What is needed here is every entry, retyped exactly.

════════

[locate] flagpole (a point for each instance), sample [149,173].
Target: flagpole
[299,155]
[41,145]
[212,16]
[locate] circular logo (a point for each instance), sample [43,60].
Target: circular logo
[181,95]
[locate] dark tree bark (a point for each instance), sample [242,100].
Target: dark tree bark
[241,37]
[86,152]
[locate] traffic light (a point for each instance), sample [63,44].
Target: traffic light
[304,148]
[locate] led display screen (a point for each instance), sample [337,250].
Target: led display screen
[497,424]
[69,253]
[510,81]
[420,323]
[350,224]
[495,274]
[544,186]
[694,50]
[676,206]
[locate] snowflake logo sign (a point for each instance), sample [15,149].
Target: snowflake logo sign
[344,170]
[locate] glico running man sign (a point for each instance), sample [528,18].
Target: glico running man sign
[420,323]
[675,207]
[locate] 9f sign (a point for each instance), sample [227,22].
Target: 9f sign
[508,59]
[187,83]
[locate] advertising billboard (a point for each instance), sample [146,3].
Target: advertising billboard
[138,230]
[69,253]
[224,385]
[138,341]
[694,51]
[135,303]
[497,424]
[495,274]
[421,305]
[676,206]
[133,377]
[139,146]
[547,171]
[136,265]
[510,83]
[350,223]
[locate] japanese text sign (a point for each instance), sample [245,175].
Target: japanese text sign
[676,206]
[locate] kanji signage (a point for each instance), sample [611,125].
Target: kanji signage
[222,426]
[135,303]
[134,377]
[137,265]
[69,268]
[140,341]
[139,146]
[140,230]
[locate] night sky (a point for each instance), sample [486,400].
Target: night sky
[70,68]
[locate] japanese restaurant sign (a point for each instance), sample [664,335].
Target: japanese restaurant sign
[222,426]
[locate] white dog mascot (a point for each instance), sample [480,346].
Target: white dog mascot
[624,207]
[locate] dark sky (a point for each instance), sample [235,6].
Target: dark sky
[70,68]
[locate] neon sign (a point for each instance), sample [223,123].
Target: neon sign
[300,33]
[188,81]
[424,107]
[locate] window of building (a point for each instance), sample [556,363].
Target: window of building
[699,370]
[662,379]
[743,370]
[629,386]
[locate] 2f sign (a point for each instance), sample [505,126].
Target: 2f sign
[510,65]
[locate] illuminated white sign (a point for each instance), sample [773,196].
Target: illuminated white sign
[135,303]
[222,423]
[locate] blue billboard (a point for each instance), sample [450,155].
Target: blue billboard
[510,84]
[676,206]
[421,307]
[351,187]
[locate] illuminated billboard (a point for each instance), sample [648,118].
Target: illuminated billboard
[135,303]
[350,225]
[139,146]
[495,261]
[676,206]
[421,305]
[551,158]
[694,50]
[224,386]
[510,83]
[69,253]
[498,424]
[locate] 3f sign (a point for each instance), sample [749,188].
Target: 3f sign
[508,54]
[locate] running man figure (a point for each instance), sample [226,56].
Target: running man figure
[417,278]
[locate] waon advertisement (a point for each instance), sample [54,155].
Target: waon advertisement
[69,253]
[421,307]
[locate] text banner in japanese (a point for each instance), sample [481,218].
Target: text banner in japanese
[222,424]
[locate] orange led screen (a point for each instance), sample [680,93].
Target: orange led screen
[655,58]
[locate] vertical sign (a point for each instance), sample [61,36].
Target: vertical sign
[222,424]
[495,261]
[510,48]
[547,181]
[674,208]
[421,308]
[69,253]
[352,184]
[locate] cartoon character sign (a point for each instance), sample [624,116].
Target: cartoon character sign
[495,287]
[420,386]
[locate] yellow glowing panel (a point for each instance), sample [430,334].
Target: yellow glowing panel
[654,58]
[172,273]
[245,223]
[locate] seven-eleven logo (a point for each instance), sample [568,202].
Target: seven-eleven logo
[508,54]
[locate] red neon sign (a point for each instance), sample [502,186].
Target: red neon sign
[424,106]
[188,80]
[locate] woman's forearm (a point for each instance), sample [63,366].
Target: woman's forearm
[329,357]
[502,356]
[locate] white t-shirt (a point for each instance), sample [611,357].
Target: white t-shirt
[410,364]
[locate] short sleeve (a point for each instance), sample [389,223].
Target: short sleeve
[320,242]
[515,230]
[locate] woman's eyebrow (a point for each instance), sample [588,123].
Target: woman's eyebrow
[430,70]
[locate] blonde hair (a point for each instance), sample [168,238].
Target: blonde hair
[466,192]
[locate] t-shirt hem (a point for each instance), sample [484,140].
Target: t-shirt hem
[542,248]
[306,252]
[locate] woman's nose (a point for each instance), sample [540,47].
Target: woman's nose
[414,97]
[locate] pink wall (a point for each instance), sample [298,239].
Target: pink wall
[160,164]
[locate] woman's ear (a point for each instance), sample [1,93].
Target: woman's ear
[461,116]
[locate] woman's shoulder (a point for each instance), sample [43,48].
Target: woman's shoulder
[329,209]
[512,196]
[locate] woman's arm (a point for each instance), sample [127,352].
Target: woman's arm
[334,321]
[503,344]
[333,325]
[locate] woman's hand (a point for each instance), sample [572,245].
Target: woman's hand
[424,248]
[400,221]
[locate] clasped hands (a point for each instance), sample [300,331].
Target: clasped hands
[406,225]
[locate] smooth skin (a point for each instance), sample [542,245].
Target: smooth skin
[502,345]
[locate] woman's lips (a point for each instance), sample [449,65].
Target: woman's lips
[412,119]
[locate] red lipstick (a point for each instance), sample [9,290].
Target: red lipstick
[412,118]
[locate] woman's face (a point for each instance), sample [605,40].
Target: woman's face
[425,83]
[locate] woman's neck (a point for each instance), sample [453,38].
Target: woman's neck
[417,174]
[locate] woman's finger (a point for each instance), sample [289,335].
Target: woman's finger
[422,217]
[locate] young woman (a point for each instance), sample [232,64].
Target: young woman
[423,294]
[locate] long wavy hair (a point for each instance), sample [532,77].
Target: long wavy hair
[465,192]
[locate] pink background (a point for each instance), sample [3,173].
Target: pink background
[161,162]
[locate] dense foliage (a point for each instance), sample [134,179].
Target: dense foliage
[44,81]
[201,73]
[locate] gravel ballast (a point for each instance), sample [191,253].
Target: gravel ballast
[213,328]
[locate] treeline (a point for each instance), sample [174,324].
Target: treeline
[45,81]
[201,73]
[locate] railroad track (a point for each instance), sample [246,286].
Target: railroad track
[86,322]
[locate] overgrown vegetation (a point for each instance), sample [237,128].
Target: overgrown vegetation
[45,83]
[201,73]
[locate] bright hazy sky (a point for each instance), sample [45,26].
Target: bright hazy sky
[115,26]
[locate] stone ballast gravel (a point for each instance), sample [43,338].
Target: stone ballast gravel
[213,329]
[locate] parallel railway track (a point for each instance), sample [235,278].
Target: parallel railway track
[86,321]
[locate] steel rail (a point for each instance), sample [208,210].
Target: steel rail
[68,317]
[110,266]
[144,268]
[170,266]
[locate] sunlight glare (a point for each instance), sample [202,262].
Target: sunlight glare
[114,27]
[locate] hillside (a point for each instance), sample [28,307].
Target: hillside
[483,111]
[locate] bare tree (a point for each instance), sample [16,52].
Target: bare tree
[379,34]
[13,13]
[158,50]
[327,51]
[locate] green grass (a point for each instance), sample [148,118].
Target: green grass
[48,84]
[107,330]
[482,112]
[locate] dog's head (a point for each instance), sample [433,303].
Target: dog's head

════════

> Exercise response:
[locate] flagpole (a point for each instance), sample [149,173].
Target: flagpole
[299,155]
[41,145]
[212,16]
[locate] circular logo (a point for each instance), sample [43,60].
Target: circular logo
[181,95]
[locate] dark tree bark (a point for each instance), sample [242,100].
Target: dark tree bark
[241,37]
[86,152]
[locate] traffic light (a point for each instance), sample [63,44].
Target: traffic light
[304,148]
[locate] led display screen (a point for each instance), sample [337,250].
Target: led display screen
[497,424]
[69,253]
[510,81]
[420,323]
[350,224]
[495,274]
[544,186]
[694,50]
[676,206]
[locate] snowflake logo sign (a point for each instance), sample [15,149].
Target: snowflake logo sign
[344,170]
[locate] glico running man sign (a point for each instance), sample [528,18].
Target: glico running man sign
[420,323]
[675,207]
[locate] 9f sign (a point for each instance), sample [227,22].
Target: 9f sign
[508,59]
[187,83]
[locate] advertising billboard (a point for each instance), sample [146,3].
Target: advertising billboard
[138,230]
[69,253]
[224,385]
[138,341]
[694,51]
[135,303]
[497,424]
[495,274]
[421,305]
[676,206]
[133,377]
[139,146]
[547,171]
[136,265]
[510,83]
[350,223]
[locate] japanese text sign (a point for each instance), sample [245,175].
Target: japanese text sign
[676,206]
[locate] kanji signage (a point for each instance), sample [611,125].
Target: kanji signage
[222,426]
[135,303]
[134,377]
[137,265]
[69,268]
[140,341]
[139,146]
[140,230]
[locate] night sky (a point for each instance), sample [486,400].
Target: night sky
[70,68]
[locate] japanese restaurant sign (a point for each instance), sample [664,335].
Target: japanese restaurant sign
[222,426]
[locate] white dog mascot (a point for each instance), sample [480,346].
Target: white dog mascot
[624,207]
[locate] dark sky (a point for each instance), sample [235,6].
Target: dark sky
[70,68]
[locate] neon sign (a point for each instance), sample [223,123].
Target: neon sign
[300,33]
[188,81]
[424,107]
[locate] window of building (a point for each instance), sample [556,363].
Target: window of building
[699,370]
[662,379]
[743,370]
[629,386]
[locate] 2f sign (a point for each instance), sample [505,126].
Target: 2f sign
[510,65]
[locate] illuminated white sign (a point for each instance), sample [773,196].
Target: illuminated white sign
[135,303]
[222,423]
[locate] blue billboard (a point for each instance), sample [450,155].
Target: blue billboard
[510,84]
[676,206]
[421,307]
[351,187]
[locate] illuminated billboard (a point for each instance), sample [648,118].
Target: illuminated billboard
[135,303]
[350,225]
[139,146]
[495,261]
[676,206]
[421,305]
[551,158]
[694,50]
[224,386]
[510,83]
[69,253]
[498,424]
[locate] 3f sign (a point for each instance), sample [749,188].
Target: 3f sign
[508,54]
[locate] running man figure (a point for each instance), sample [226,56].
Target: running man figure
[417,278]
[locate] waon advertisement (a point for each instance), sample [54,155].
Target: waon advertisement
[69,253]
[421,307]
[locate] text banner in japanese (a point for each instance), sample [481,218].
Target: text banner in japanese
[222,424]
[locate] orange led screen (a point for each instance), sample [680,93].
Target: orange led screen
[655,58]
[locate] vertical sign (a point for each instance), sample [61,36].
Target: vertical sign
[222,424]
[495,261]
[510,48]
[547,181]
[674,208]
[421,308]
[69,253]
[352,184]
[locate] cartoon character sign (a point for each instance), sample [624,116].
Target: cartoon character sign
[495,287]
[420,386]
[locate] yellow glowing panel (a point for each instance), sample [430,334].
Target: yellow glowing panel
[654,58]
[172,273]
[245,223]
[locate] seven-eleven logo (a point for each instance), sample [568,202].
Target: seven-eleven logo
[508,54]
[locate] red neon sign (a point for each instance), sample [502,186].
Target: red neon sign
[424,106]
[188,80]
[locate] woman's forearm (a point for each instance), sample [63,366].
Target: woman's forearm
[329,357]
[502,356]
[locate] white t-shirt (a point for each instance), sample [611,357].
Target: white t-shirt
[410,364]
[locate] short sleeve (a point for each instance), sample [389,223].
Target: short sleeve
[320,242]
[515,230]
[locate] woman's eyebrow (a point for each instance), sample [588,123].
Target: woman's eyebrow
[430,70]
[locate] blonde hair (a point for each instance), sample [168,238].
Target: blonde hair
[466,192]
[locate] t-shirt hem (a point for each instance), sample [484,140].
Target: t-shirt hem
[542,248]
[306,252]
[locate] woman's nose (a point for each instance), sample [540,47].
Target: woman's nose
[414,97]
[locate] pink wall (a point for each instance), sample [298,239].
Target: pink wall
[160,164]
[locate] woman's ear (a point for each instance), sample [1,93].
Target: woman's ear
[461,116]
[locate] woman's shoulder (a point for each instance), sample [43,48].
Target: woman's shoulder
[329,209]
[512,196]
[locate] woman's arm (a point for each instance), sample [127,352].
Target: woman's arm
[334,321]
[503,344]
[333,325]
[locate] woman's hand (a point for each instance), sample [572,245].
Target: woman's hand
[424,248]
[400,221]
[locate] clasped hands (a point for each instance), sample [300,331].
Target: clasped hands
[406,225]
[locate] smooth skin (a point for each instance), sample [542,245].
Target: smooth skin
[502,345]
[locate] woman's lips (a point for each instance), sample [449,65].
Target: woman's lips
[412,119]
[locate] red lipstick (a point for each instance), sample [9,290].
Target: red lipstick
[412,118]
[locate] woman's face (a point for each instance), sample [605,40].
Target: woman's face
[425,83]
[locate] woman's neck (a point for each instance), sample [453,38].
Target: woman's neck
[417,174]
[locate] woman's finger (a point for each instance), sample [289,335].
Target: woman's finger
[422,217]
[locate] young woman (a point for each instance), sample [232,64].
Target: young woman
[423,294]
[locate] long wavy hair (a point for each instance), sample [532,77].
Target: long wavy hair
[465,192]
[locate] pink background (a point for each instance), sample [3,173].
Target: pink background
[161,162]
[locate] dense foliage (a point for each instance), sample [134,179].
Target: dense foliage
[44,81]
[201,73]
[locate] gravel ballast (a point for each instance), sample [191,253].
Target: gravel ballast
[213,328]
[locate] treeline (a point for each instance), sample [174,324].
Target: treeline
[45,81]
[201,73]
[locate] railroad track (a point for each instance), sample [246,286].
Target: railroad track
[86,322]
[locate] overgrown vegetation (a point for each instance), sample [237,128].
Target: overgrown vegetation
[45,83]
[201,73]
[locate] bright hazy sky (a point for each instance), sample [45,26].
Target: bright hazy sky
[115,26]
[locate] stone ballast gravel (a point for each instance), sample [43,338].
Target: stone ballast gravel
[213,329]
[locate] parallel railway track (a point for each instance), sample [235,278].
Target: parallel railway track
[86,321]
[locate] steel rail (a point for each instance), sample [208,210].
Target: steel rail
[68,317]
[110,266]
[144,268]
[170,266]
[locate] sunlight glare (a point for each instance), sample [202,262].
Target: sunlight glare
[114,27]
[locate] hillside (a point for each instance), sample [28,307].
Target: hillside
[483,111]
[locate] bare tree (a point for each instance), sample [16,52].
Target: bare tree
[379,34]
[13,13]
[158,50]
[327,51]
[locate] green grass (a point for each instance), sample [148,118].
Target: green grass
[48,84]
[107,330]
[482,112]
[locate] dog's head (a point for each instance), sample [433,303].
Target: dog's head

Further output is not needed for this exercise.